Text extract>
-.-.-

# Setting Up Your Computer for Data Science¶

One of the major learning goals of this class is for you to be comfortable managing all the software and settings required for you to do data science on your own computer.

Why deal with all the headaches of setting up your own environment, you may ask? Why not just use a cloud platform like Google Colab or a virtual machine with everything already set up?

Getting data science tools installed and working together is, for better or worse, a pretty core part of the day-to-day life of data scientists, and learning how to troubleshoot problems quickly is an important skill for being productive in the profession. But it is a skill that takes time and energy to learn, and so in most classes — which want to focus on teaching topics like statistical analysis or programming concepts — instructors choose to provide students with clean, ready-to-use environments so everyone can focus on those topics. For example, if the MIDS Python Bootcamp included a module on setting up Python environments instead of providing you with a clean virtual machine, you’d probably end up learning ~25% less programming!

But the problem with this approach is that if every course you take pursues this strategy, you may find that you don’t feel empowered to go do data science yourself when those clean VMs are taken away at the end of the semester. Moreover, it means you may not know enough about how data science tools work to debug problems on your own when they come up.

So in this course, we’re going to address environment setup head-on. That will probably mean you’ll get a little annoyed at the fragility of many of these tools, and you may get frustrated spending hours trying to find a setting that got set wrong (though we’ll try to minimize these experiences!), but try to think of this time not as wasted, but instead as part of your data science education!

## What We’ll Be Setting Up¶

To set ourselves up for this course (and hopefully our careers!), we’ll need to set up the following things:

• Python and the conda package manager: This is a Python-centric course, so the first thing we’ll need to do is install Python and a robust, data-science-appropriate package manager.

• Visual Studio Code (VS Code): In this course, we’ll become familiar with two editors: VS Code and Jupyter Lab. Both are extremely common in data science, and while you may eventually decide you prefer one or the other, we’ll spend time introducing both. But the first one we’ll set up is VS Code, because it is super useful for a huge range of not just data science tasks, but also environment setup.

• Augmented Command Line: As a data scientist, you’ll spend a lot of time working at the command line, so it’s a good idea to invest a little in setting up something more advanced than the default command line tool offered by your operating system (e.g., Terminal/CMD Prompt/Powershell). In addition, this will give us a chance to learn a little about how the command line works, which will be really important to effective troubleshooting.

## Installing Python with Miniconda¶

The first thing you’ll likely want to do on any computer you work with is install both Python and the package manager conda. This is necessary because unlike a language like R where you can install packages with the install.packages() command, Python doesn’t have an internal tool for installing packages. This means that we need a tool like conda if we want to use anything other than vanilla Python (e.g., tools for plotting, numpy, pandas, etc.).

Python has two main package managers: pip and conda. While most software engineers use pip, most data scientists like conda. That’s because while pip is good at installing Python libraries, conda is better at installing many of the big dependencies that underlie data science tools. Plus, if we install conda, it will come with pip, so we get the best of both worlds!

### Why Miniconda?¶

So the first thing we need to do to get started with Python is go to the Miniconda download page and download the most recent installer for our system (as of July 9, 2021, that’s Python 3.9).

-.-.-

Extracted information>
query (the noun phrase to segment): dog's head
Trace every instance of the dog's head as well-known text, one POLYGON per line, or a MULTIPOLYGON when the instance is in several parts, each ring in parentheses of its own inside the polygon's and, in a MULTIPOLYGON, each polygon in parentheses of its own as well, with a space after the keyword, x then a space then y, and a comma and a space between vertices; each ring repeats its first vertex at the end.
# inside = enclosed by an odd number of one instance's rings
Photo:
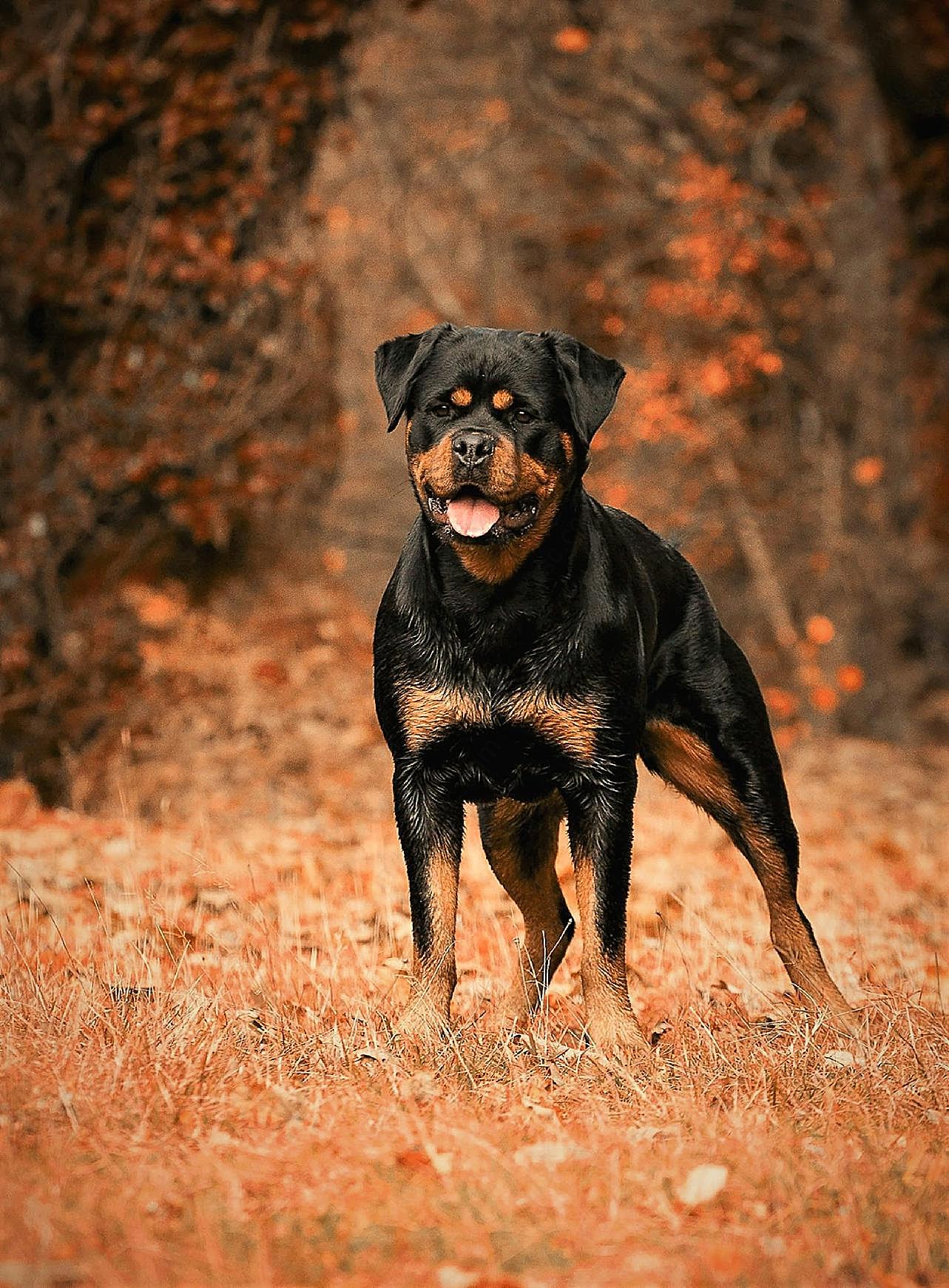
POLYGON ((428 523, 482 581, 505 580, 543 540, 586 468, 623 379, 558 331, 456 328, 386 340, 376 383, 428 523))

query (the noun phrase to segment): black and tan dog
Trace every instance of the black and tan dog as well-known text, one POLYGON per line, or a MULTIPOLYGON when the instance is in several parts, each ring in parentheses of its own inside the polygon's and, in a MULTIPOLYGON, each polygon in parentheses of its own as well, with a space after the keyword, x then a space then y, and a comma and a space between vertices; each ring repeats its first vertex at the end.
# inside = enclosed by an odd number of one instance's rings
POLYGON ((538 1006, 573 934, 554 866, 565 814, 588 1036, 643 1045, 626 976, 637 756, 725 828, 802 1002, 852 1030, 797 903, 797 833, 748 662, 690 564, 583 489, 622 379, 554 331, 443 323, 376 353, 421 509, 375 635, 415 939, 400 1030, 448 1024, 464 802, 476 801, 525 923, 505 1021, 538 1006))

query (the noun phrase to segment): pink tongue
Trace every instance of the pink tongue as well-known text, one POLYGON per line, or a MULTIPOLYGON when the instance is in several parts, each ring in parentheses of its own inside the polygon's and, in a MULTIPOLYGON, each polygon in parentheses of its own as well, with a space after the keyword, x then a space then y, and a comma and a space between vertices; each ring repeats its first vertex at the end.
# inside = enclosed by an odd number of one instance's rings
POLYGON ((483 537, 500 518, 498 507, 483 496, 460 496, 448 502, 448 522, 461 537, 483 537))

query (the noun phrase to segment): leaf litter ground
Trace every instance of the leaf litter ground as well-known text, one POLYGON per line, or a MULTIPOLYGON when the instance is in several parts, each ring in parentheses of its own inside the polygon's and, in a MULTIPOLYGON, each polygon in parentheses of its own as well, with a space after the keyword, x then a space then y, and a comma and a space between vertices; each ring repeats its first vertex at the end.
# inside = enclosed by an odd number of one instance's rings
POLYGON ((644 782, 652 1063, 585 1048, 576 944, 532 1032, 492 1034, 520 931, 474 828, 425 1055, 391 1037, 368 621, 331 576, 245 595, 146 604, 127 733, 77 766, 94 813, 0 790, 0 1283, 949 1283, 945 751, 785 756, 863 1047, 805 1021, 744 860, 644 782))

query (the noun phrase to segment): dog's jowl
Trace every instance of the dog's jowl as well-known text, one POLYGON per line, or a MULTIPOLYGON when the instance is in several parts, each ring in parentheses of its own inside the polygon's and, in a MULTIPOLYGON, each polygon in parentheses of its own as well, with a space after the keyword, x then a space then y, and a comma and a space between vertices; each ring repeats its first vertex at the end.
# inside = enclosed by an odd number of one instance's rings
POLYGON ((637 757, 728 832, 801 1001, 850 1029, 797 903, 797 833, 748 662, 686 560, 583 488, 623 368, 554 331, 442 325, 382 344, 376 379, 389 429, 406 417, 420 509, 375 635, 415 939, 400 1030, 449 1023, 475 801, 525 923, 503 1023, 525 1023, 573 935, 555 871, 565 815, 588 1036, 643 1045, 626 978, 637 757))

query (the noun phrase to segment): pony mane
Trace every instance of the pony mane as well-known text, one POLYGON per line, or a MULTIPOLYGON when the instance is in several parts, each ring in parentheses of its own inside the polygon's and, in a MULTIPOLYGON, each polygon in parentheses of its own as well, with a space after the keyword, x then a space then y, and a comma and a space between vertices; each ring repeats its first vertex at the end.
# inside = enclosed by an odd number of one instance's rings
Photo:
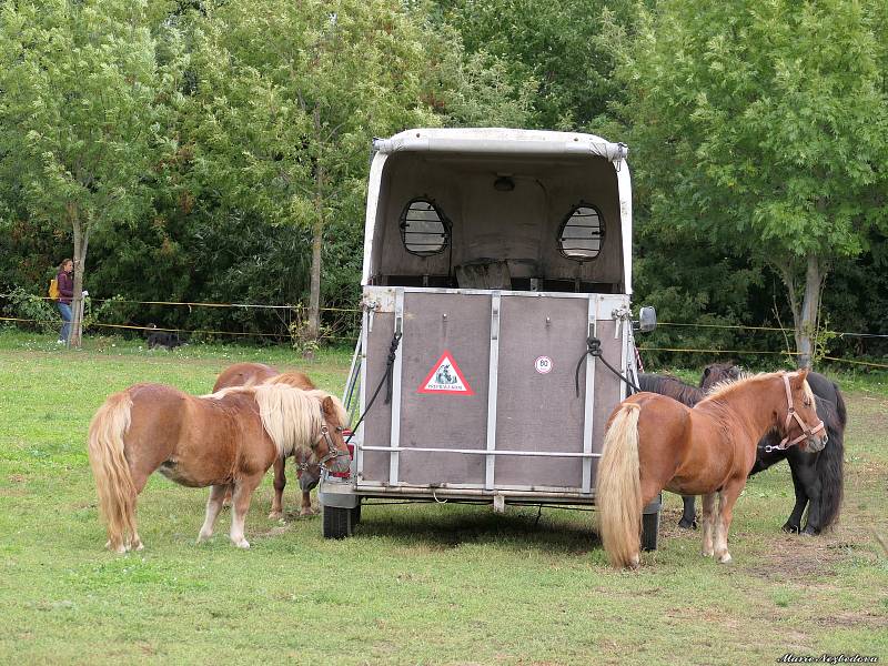
POLYGON ((642 391, 650 393, 659 393, 660 395, 668 395, 678 402, 693 407, 704 397, 706 393, 702 389, 686 384, 678 377, 672 375, 655 375, 640 373, 638 375, 638 386, 642 391))
POLYGON ((294 389, 302 389, 303 391, 312 391, 314 386, 314 382, 309 379, 303 372, 299 372, 297 370, 292 370, 290 372, 282 372, 279 375, 271 377, 264 382, 265 384, 286 384, 287 386, 293 386, 294 389))
POLYGON ((345 427, 349 424, 349 412, 345 411, 345 405, 342 404, 342 401, 339 397, 321 389, 313 389, 312 391, 306 391, 306 393, 309 395, 316 397, 319 403, 323 402, 324 398, 327 397, 332 400, 333 412, 339 424, 343 427, 345 427))
POLYGON ((764 373, 764 372, 751 373, 743 371, 736 379, 730 377, 713 384, 709 391, 706 392, 706 396, 703 400, 718 400, 720 397, 725 397, 727 393, 730 393, 731 391, 737 389, 737 386, 739 386, 740 384, 746 385, 749 382, 754 382, 765 377, 767 374, 769 373, 764 373))
POLYGON ((255 394, 262 426, 278 447, 278 455, 285 457, 294 448, 311 446, 321 430, 321 403, 314 391, 286 384, 260 384, 248 391, 255 394))
POLYGON ((246 384, 240 386, 225 386, 214 393, 205 393, 204 395, 199 395, 198 397, 200 397, 201 400, 208 397, 213 397, 215 400, 219 400, 232 393, 253 393, 256 387, 253 385, 252 382, 248 382, 246 384))

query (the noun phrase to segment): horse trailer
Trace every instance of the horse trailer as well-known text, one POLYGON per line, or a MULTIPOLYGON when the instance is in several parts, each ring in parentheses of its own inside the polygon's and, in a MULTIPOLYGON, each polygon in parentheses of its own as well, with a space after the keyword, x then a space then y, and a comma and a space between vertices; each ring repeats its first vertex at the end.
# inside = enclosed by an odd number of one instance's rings
POLYGON ((321 481, 324 536, 369 498, 595 503, 605 424, 637 383, 633 324, 655 325, 629 309, 626 152, 511 129, 374 140, 344 396, 361 420, 351 474, 321 481))

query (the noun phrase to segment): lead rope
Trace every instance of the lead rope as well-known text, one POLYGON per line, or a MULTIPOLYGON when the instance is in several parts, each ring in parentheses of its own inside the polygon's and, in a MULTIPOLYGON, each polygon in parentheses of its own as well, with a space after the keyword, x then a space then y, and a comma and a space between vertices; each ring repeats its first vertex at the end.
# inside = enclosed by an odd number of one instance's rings
POLYGON ((382 375, 382 380, 380 380, 379 386, 376 386, 376 390, 373 392, 373 396, 370 398, 370 402, 367 403, 367 406, 364 410, 364 413, 361 414, 361 418, 359 418, 357 423, 355 423, 354 426, 352 426, 352 432, 345 438, 345 443, 346 444, 352 441, 352 437, 357 432, 357 426, 361 425, 361 422, 364 421, 364 416, 366 416, 367 412, 370 412, 370 407, 373 406, 373 402, 376 400, 376 396, 380 394, 380 391, 382 390, 382 385, 385 384, 386 382, 389 384, 389 387, 387 387, 387 390, 385 392, 385 403, 384 404, 387 405, 389 403, 392 402, 392 379, 394 376, 395 359, 397 357, 397 346, 401 344, 401 339, 402 337, 403 337, 403 333, 401 333, 401 331, 397 331, 392 336, 392 344, 389 345, 389 359, 386 359, 386 361, 385 361, 385 373, 382 375))
POLYGON ((593 337, 592 335, 589 335, 586 339, 586 353, 583 354, 579 357, 579 361, 577 361, 576 371, 574 372, 574 383, 576 385, 576 396, 577 397, 579 397, 579 369, 583 367, 583 361, 586 359, 587 355, 588 356, 594 356, 594 357, 601 360, 601 362, 604 363, 605 367, 607 367, 607 370, 613 372, 617 377, 619 377, 623 382, 625 382, 626 385, 629 389, 632 389, 634 393, 640 393, 642 392, 642 390, 638 389, 638 386, 636 386, 632 382, 632 380, 629 380, 628 377, 622 375, 616 367, 614 367, 613 365, 610 365, 607 362, 607 359, 605 359, 604 354, 602 353, 602 341, 598 340, 597 337, 593 337))

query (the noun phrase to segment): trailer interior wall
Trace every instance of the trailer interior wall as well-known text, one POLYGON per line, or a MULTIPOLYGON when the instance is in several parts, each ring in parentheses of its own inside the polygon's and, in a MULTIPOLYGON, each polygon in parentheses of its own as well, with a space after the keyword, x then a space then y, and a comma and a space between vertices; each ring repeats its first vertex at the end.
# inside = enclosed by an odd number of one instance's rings
MULTIPOLYGON (((382 174, 371 255, 371 284, 398 275, 453 275, 462 264, 506 260, 513 279, 581 280, 599 293, 626 293, 618 174, 595 157, 512 157, 471 160, 448 153, 400 152, 382 174), (501 175, 514 190, 494 189, 501 175), (401 213, 417 196, 432 199, 452 223, 452 251, 422 258, 404 249, 401 213), (604 220, 599 256, 579 263, 561 254, 558 231, 581 201, 604 220)), ((456 285, 465 286, 465 285, 456 285)))

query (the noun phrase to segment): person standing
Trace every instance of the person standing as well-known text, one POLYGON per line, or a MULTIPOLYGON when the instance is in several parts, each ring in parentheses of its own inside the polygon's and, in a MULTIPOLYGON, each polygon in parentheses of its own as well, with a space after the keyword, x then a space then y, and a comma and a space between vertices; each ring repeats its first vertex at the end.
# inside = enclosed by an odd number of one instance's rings
POLYGON ((59 284, 59 313, 62 315, 62 330, 59 331, 58 344, 68 344, 71 335, 71 299, 74 296, 74 262, 65 259, 59 265, 59 274, 56 275, 59 284))

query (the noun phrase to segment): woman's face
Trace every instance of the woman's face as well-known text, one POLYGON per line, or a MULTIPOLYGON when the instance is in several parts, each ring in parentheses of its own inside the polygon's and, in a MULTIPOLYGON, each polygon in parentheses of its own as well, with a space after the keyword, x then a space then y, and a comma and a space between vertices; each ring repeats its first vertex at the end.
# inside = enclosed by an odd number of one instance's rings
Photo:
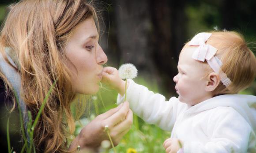
POLYGON ((79 23, 72 31, 65 48, 72 73, 75 93, 96 93, 102 78, 102 65, 108 59, 98 43, 98 34, 92 18, 79 23))

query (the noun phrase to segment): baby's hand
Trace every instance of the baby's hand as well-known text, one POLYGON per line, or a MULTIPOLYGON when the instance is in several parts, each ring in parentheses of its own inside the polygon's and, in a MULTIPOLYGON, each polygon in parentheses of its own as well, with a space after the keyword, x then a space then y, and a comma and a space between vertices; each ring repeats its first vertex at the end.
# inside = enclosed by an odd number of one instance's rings
POLYGON ((179 139, 172 138, 166 139, 163 145, 166 153, 177 153, 181 147, 181 141, 179 139))
POLYGON ((102 76, 103 83, 109 85, 117 91, 121 95, 124 94, 125 82, 120 78, 118 71, 116 68, 110 67, 105 67, 102 72, 102 76))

-.-.-

Prompt> Reproduce word for word the passage of the setup guide that opens with the words "To set ourselves" and closes with "data-science-appropriate package manager.". The listing is separate material, unrelated to the setup guide.

Answer to the exercise>
To set ourselves up for this course (and hopefully our careers!), we’ll need to set up the following things:

• Python and the conda package manager: This is a Python-centric course, so the first thing we’ll need to do is install Python and a robust, data-science-appropriate package manager.